• TO DO
Transcribe the data below exactly, but only from the line containing "of the boat" through its final line, both included.

• SOURCE DATA
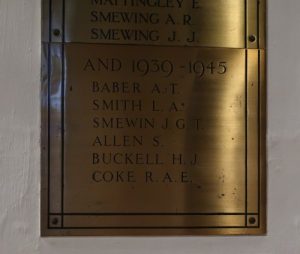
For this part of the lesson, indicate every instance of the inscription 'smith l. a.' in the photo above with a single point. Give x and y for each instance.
(153, 117)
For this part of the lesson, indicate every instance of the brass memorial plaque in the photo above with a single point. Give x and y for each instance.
(153, 117)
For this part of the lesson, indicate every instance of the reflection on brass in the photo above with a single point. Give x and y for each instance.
(153, 117)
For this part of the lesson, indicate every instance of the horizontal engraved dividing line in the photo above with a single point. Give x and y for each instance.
(152, 227)
(149, 214)
(144, 45)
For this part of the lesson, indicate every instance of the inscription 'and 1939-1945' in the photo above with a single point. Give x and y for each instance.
(153, 120)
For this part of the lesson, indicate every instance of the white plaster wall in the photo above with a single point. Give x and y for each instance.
(20, 152)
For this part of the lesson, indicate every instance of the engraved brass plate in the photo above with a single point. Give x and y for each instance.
(153, 117)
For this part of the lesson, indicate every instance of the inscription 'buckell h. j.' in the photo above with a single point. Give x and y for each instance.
(153, 117)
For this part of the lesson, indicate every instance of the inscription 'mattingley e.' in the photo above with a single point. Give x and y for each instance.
(153, 117)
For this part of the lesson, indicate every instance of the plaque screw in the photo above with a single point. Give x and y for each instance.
(252, 220)
(252, 38)
(55, 221)
(56, 32)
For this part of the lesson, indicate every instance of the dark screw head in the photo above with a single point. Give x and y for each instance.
(56, 32)
(252, 38)
(252, 220)
(54, 221)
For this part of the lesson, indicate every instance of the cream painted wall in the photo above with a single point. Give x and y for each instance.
(20, 152)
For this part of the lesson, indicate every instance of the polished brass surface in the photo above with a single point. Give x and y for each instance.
(153, 137)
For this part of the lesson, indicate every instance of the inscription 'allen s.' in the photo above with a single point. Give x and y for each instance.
(153, 117)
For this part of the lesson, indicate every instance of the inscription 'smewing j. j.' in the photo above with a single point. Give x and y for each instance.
(153, 117)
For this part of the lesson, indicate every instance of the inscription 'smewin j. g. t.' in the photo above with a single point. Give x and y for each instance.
(153, 117)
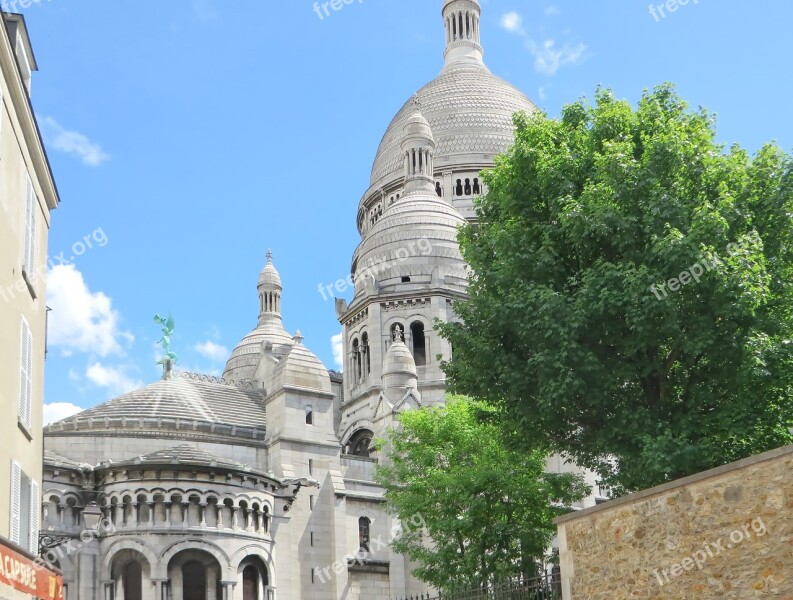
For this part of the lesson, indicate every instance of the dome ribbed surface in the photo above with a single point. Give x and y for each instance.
(185, 454)
(395, 246)
(470, 111)
(244, 359)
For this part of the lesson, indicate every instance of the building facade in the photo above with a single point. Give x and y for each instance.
(260, 484)
(27, 195)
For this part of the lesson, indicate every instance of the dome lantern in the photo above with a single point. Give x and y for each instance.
(270, 290)
(418, 147)
(463, 42)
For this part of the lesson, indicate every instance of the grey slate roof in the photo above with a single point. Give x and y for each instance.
(184, 399)
(56, 460)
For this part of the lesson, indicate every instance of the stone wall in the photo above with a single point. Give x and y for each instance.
(725, 533)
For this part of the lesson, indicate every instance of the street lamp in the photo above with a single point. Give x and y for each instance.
(92, 515)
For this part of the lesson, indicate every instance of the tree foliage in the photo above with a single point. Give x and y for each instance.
(486, 506)
(562, 328)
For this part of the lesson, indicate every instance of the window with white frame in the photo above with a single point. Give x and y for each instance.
(24, 526)
(25, 375)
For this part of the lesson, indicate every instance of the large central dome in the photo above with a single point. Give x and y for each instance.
(470, 111)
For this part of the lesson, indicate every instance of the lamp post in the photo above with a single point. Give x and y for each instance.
(92, 515)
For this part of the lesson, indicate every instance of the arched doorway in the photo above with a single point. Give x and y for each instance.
(194, 576)
(133, 581)
(253, 574)
(131, 573)
(250, 583)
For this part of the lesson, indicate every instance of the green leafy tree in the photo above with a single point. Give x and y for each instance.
(630, 302)
(487, 508)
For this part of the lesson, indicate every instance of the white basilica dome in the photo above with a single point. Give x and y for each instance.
(470, 111)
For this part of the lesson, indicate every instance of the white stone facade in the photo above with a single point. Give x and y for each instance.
(263, 488)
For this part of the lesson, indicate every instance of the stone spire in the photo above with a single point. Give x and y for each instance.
(463, 42)
(418, 148)
(270, 290)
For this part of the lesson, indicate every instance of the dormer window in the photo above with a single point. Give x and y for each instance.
(24, 65)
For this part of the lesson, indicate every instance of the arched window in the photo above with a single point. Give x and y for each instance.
(133, 581)
(419, 343)
(367, 359)
(360, 443)
(194, 576)
(356, 361)
(364, 526)
(250, 583)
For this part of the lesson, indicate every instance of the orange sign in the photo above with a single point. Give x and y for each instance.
(23, 574)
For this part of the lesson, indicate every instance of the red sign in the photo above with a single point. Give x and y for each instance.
(25, 575)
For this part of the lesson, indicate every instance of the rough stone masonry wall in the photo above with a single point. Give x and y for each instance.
(725, 533)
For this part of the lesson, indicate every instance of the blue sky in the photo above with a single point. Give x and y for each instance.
(187, 137)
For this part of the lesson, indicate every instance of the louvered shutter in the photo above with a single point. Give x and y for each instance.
(25, 374)
(35, 511)
(16, 497)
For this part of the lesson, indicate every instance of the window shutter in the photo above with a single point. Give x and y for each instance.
(16, 495)
(35, 511)
(25, 374)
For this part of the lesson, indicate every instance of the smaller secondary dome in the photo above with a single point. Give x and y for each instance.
(417, 127)
(269, 275)
(399, 367)
(301, 368)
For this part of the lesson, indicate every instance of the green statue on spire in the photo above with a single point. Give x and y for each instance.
(169, 359)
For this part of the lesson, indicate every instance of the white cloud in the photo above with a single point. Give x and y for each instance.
(115, 379)
(212, 351)
(73, 142)
(80, 319)
(512, 22)
(57, 411)
(337, 343)
(548, 59)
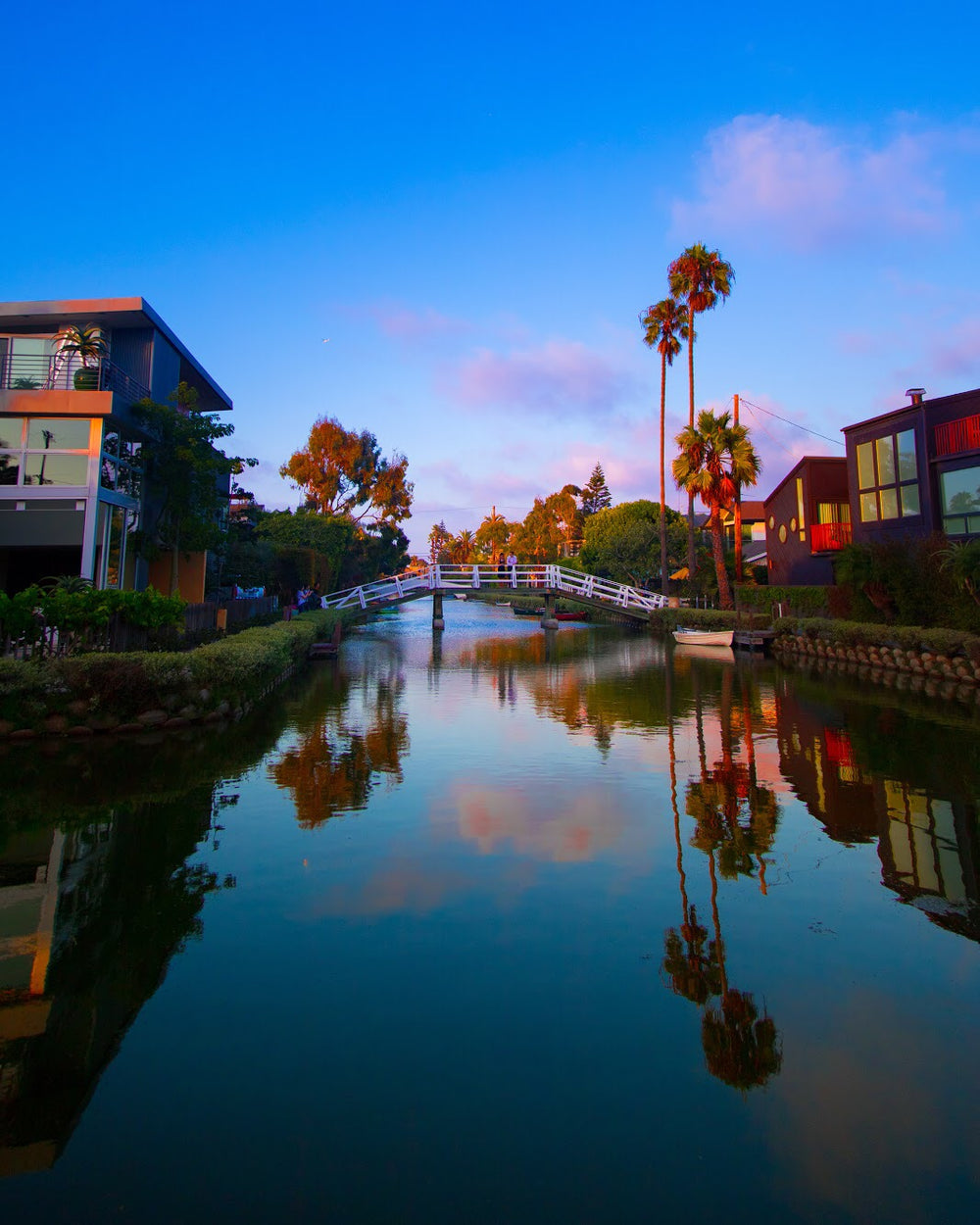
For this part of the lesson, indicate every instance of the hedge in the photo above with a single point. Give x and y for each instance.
(860, 633)
(221, 676)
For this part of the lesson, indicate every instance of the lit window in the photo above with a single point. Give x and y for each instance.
(888, 476)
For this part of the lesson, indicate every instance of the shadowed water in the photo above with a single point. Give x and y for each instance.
(504, 926)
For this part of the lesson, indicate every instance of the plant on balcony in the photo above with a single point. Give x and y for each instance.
(84, 342)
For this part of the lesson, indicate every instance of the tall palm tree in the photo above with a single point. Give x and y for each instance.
(715, 461)
(664, 328)
(699, 278)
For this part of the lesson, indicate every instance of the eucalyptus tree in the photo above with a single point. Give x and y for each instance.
(697, 278)
(664, 328)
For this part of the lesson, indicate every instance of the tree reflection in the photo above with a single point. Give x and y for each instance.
(337, 762)
(735, 818)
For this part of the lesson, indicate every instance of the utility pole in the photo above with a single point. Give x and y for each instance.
(738, 514)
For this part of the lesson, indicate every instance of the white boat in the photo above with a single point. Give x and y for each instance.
(705, 637)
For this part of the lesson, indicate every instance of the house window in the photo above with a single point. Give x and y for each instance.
(959, 493)
(888, 478)
(44, 451)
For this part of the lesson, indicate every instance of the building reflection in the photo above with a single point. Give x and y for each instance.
(843, 760)
(89, 917)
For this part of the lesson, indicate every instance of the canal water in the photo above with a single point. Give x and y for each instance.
(505, 926)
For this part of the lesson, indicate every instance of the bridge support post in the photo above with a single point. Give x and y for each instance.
(548, 620)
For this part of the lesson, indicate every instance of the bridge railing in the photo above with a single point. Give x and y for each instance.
(547, 577)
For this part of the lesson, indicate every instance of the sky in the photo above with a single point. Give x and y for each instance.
(473, 205)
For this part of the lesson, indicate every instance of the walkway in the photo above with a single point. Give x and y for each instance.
(542, 581)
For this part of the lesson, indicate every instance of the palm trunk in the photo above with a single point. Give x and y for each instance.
(691, 564)
(662, 476)
(724, 589)
(175, 564)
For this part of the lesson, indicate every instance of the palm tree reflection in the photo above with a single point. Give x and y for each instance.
(736, 818)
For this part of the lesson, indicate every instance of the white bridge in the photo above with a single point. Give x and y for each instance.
(543, 582)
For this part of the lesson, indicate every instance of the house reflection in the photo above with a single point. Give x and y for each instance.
(89, 917)
(926, 831)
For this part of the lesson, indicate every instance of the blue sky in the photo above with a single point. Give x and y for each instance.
(475, 204)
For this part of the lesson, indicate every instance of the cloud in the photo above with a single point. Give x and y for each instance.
(958, 352)
(559, 376)
(400, 322)
(813, 186)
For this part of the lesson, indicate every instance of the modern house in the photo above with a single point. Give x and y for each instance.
(72, 483)
(754, 532)
(808, 520)
(916, 470)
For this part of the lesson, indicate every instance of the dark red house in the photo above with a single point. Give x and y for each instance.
(916, 470)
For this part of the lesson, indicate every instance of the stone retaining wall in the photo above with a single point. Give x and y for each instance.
(917, 670)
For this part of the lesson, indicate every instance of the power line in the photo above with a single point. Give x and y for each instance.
(836, 442)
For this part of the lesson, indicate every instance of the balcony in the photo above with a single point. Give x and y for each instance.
(955, 436)
(29, 371)
(826, 537)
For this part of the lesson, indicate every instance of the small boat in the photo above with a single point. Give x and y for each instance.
(704, 637)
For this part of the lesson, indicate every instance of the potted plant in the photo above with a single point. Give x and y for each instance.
(87, 343)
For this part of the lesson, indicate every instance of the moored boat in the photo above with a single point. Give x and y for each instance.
(704, 637)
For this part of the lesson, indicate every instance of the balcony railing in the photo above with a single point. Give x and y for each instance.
(956, 436)
(824, 537)
(33, 371)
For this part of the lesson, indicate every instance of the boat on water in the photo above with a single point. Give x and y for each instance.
(704, 637)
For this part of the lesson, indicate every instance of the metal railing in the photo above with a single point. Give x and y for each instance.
(955, 436)
(34, 371)
(413, 584)
(824, 537)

• SOLUTION FOR THIS PROBLEM
For this part of the lesson, indicate every instance of the boat on water in the photo above with a single point. Give x and y for each instance.
(704, 637)
For this part of the lesson, indicate every instance of the metal railing in the photo above with a single point. Give x and y for each instance.
(955, 436)
(34, 371)
(413, 584)
(824, 537)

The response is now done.